▶ _Given data_:
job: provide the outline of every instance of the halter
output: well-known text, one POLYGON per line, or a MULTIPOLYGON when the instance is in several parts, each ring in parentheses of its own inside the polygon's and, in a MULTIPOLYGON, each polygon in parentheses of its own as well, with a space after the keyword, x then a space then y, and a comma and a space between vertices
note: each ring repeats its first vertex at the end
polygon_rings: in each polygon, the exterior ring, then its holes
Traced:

* * *

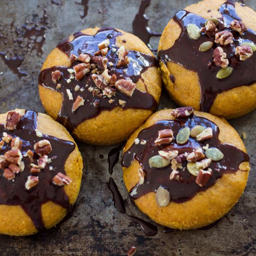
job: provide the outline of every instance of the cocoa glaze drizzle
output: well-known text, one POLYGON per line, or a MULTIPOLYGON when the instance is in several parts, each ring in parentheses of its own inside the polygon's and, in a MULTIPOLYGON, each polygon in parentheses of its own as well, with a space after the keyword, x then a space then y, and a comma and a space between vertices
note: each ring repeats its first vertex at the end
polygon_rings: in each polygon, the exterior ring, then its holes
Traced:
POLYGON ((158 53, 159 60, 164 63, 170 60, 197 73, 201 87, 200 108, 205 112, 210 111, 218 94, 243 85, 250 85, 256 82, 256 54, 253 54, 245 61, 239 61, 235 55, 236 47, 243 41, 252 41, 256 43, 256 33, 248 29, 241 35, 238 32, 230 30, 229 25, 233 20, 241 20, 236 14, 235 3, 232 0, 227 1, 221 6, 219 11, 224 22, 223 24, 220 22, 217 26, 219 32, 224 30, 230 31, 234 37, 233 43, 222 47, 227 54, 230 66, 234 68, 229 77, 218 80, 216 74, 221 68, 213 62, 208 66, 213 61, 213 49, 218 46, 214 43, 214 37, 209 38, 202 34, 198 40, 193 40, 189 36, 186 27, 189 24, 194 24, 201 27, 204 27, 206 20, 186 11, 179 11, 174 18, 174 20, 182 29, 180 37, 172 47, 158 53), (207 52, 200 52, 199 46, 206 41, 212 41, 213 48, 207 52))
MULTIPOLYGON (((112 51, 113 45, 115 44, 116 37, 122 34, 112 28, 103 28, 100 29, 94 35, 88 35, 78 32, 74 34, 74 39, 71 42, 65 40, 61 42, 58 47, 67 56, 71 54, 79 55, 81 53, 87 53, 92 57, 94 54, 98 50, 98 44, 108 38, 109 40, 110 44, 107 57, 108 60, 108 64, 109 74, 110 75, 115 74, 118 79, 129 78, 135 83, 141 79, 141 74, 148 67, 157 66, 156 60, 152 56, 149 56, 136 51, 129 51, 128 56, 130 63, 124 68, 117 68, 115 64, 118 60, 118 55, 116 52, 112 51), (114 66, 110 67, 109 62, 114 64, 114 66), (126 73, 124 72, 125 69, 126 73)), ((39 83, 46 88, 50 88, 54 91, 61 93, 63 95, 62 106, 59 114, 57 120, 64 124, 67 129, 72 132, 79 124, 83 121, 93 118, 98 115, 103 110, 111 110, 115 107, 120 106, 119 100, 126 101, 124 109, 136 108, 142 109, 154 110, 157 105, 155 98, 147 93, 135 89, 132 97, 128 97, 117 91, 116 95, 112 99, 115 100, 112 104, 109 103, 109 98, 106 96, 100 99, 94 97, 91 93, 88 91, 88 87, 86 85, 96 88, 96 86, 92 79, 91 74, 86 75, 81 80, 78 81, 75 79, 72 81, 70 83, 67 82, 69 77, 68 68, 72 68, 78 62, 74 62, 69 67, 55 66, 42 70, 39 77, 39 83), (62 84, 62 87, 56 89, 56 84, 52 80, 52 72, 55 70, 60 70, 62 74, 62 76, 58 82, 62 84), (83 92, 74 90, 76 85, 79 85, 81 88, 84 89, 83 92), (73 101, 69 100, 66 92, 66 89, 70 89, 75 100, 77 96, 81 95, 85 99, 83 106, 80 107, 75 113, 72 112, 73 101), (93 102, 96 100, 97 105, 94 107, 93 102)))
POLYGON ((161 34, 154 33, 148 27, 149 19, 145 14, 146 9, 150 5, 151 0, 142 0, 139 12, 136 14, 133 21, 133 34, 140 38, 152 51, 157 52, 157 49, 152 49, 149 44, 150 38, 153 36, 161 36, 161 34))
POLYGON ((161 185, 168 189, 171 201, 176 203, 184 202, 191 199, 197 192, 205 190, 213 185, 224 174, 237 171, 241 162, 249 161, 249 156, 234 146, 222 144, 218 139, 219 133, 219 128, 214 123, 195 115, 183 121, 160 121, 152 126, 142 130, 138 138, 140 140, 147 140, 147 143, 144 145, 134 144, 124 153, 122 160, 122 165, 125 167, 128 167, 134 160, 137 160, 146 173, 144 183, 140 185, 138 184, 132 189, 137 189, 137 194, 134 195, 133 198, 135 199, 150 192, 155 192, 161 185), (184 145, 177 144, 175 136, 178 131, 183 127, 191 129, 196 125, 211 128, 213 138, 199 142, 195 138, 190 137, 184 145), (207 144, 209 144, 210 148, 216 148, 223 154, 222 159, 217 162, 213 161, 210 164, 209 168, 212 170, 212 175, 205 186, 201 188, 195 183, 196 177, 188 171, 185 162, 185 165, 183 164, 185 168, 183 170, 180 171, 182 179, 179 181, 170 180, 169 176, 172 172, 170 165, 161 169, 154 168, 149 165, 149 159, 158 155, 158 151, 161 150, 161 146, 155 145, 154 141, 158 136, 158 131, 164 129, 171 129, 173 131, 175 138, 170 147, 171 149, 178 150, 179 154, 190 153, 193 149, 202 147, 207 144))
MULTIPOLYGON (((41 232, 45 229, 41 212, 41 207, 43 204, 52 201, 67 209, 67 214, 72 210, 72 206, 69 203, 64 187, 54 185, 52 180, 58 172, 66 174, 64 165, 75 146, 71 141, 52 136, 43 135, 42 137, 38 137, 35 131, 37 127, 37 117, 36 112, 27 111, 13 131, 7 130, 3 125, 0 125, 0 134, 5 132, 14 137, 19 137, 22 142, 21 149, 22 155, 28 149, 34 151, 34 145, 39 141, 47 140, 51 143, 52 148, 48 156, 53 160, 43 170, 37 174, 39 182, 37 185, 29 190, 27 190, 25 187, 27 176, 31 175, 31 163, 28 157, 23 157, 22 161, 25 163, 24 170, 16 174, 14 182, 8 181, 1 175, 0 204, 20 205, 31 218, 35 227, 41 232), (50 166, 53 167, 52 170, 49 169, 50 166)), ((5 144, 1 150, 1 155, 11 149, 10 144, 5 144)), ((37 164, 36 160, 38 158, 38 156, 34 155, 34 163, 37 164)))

▶ _What the exercise asks_: Copy each line of the records that contains the word "provide".

▶ _The answer_:
job: provide the outline of every instance of the halter
job: provide the outline of every instance of the cocoa glaze drizzle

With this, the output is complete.